Job 1: Please rewrite the entries from the line with "Target: wooden stake" through the end of the entries, replacing "Target" with "Label" and leaving everything else unchanged.

-------- Page text

Simichrome chrome polish is a favorite of many. mj


----------



## martybauer31

I chuck the rear axle into a dremel (make sure it is spinning the gears in the correct direction), pack in the simichrome and fire it up at a low rpm. Make sure to remove the motor brushes, and you don't really need the magnets in either as the dremel does all of the work. I'll repack the gears with simichrome a few times and then when it sounds like it has quieted down, I will finish it up with brasso. 

Doing this on top of following Bill's advice on gear clearance will get you a much faster car.


----------



## afxgns

Watch for the "gears" section of Fray car tuning.

The simi-chrome thing is going in the right direction.

Tim


----------



## Franko

Interesting thread. Shouldn't you run it *backwards* if powering from a dremel on the axle to get the gear tooth faces lapped right?


----------



## martybauer31

Like I said in my post....


martybauer31 said:


> I chuck the rear axle into a dremel (make sure it is spinning the gears in the *correct* direction)


----------



## Bill Hall

Franko said:


> Interesting thread. Shouldn't you run it *backwards* if powering from a dremel on the axle to get the gear tooth faces lapped right?


Both directions!...but finish in the forward direction. A smooth backlash makes for a smooth car when your off the juice.


----------



## [email protected]

Bill Hall said:


> Both directions!


Bill do you think that that is true of all HO cars including G3 type cars. thx mj


----------



## vaBcHRog

I run them both ways. For standard TJETS I have a Junk chassis with an extra lon axel. I chuck it up in my reversible drill add the semi chrome or mothers mag polish and let her rip in both directions.. I have a bowl with denatured alcohol that I place the top plate in and run the drill to clean everything up then hit it with some compressed air and I'm ready to go. For slim lines they are a different animal. I have a TJET plastc box lid with to posts epoxied to it so I can place the slim-line chassis in the box upside down and screw it in place. The posts are set to jusl lift the the gear plate off the bottom a hair. I then pour Brasso in the box even with the gear plate the hook up two alligator clips and let the slim-line run fro 10 mins in one direction the 10 mins in the other. When I am in a hurry with a slim-line I will put it on my break-in box and take a plastic cup with Brasso and a paint brush and add a little Brasso at a time to the gear plate.

----------------
-------- Data in this exercise

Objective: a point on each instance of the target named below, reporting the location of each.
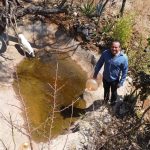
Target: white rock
(25, 45)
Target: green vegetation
(88, 8)
(122, 30)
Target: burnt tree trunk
(122, 7)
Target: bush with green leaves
(122, 30)
(139, 60)
(88, 8)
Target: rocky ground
(98, 118)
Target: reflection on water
(37, 84)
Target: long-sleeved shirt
(115, 67)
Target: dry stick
(3, 144)
(12, 131)
(15, 126)
(25, 112)
(54, 103)
(69, 126)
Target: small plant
(148, 40)
(123, 30)
(88, 8)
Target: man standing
(115, 70)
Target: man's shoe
(112, 103)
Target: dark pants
(107, 86)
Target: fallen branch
(38, 10)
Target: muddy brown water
(36, 78)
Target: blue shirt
(115, 67)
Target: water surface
(37, 80)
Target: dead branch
(38, 10)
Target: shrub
(88, 8)
(122, 30)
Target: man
(115, 70)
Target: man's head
(115, 47)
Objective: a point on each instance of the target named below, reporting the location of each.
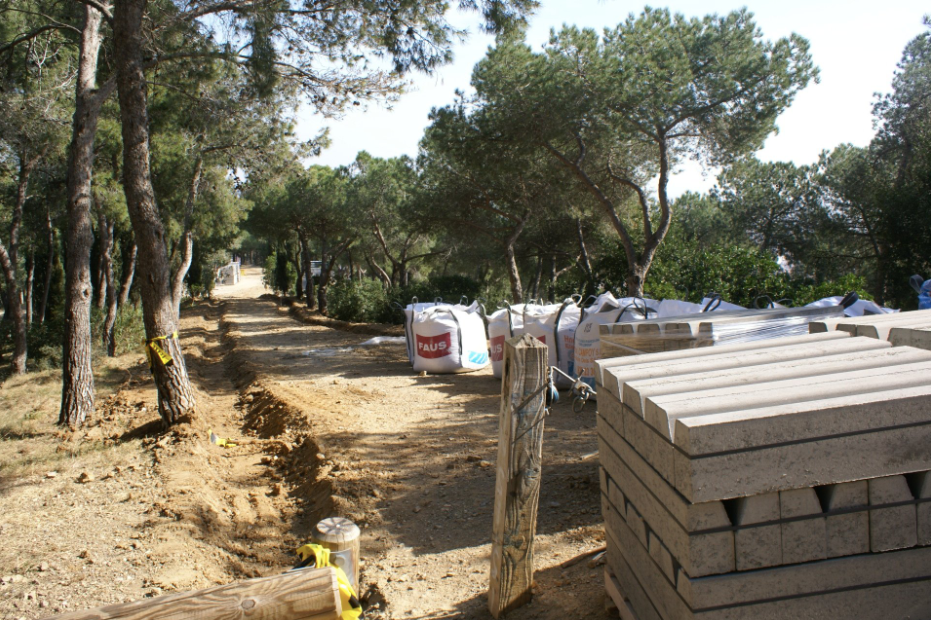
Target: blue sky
(855, 43)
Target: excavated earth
(324, 425)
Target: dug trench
(324, 425)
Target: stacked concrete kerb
(912, 329)
(779, 479)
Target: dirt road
(325, 425)
(411, 459)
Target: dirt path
(411, 460)
(325, 426)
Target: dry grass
(31, 442)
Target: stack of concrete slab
(786, 478)
(709, 329)
(911, 329)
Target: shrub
(359, 302)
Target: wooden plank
(517, 486)
(882, 330)
(616, 595)
(829, 325)
(307, 594)
(845, 458)
(752, 428)
(911, 337)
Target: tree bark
(187, 239)
(308, 272)
(175, 393)
(48, 268)
(77, 390)
(108, 335)
(517, 290)
(538, 275)
(129, 270)
(30, 275)
(326, 269)
(9, 257)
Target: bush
(359, 302)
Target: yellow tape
(151, 346)
(352, 609)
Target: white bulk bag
(674, 307)
(410, 311)
(504, 323)
(605, 310)
(554, 325)
(449, 339)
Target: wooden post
(517, 486)
(341, 537)
(307, 594)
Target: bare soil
(325, 426)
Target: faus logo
(432, 347)
(497, 348)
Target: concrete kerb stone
(662, 411)
(636, 392)
(911, 337)
(618, 364)
(881, 331)
(805, 540)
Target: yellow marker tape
(152, 346)
(352, 609)
(220, 441)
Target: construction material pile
(776, 479)
(705, 330)
(911, 329)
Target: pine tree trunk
(30, 276)
(129, 270)
(110, 321)
(48, 269)
(175, 393)
(187, 239)
(77, 391)
(9, 258)
(517, 290)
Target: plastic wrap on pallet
(860, 307)
(730, 328)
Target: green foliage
(359, 302)
(278, 273)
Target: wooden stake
(308, 594)
(517, 486)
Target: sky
(855, 43)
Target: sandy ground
(326, 426)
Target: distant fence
(229, 274)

----------------

Job 2: Reproduce the gear-polishing thread from "## Bill Hall" up to and including "off the juice.".

Right answer 1:
Label: wooden stake
(308, 594)
(517, 486)
Label: sky
(855, 43)
Label: sandy ground
(326, 426)
Label: distant fence
(229, 274)

Right answer 2:
## Bill Hall

Franko said:


> Interesting thread. Shouldn't you run it *backwards* if powering from a dremel on the axle to get the gear tooth faces lapped right?


Both directions!...but finish in the forward direction. A smooth backlash makes for a smooth car when your off the juice.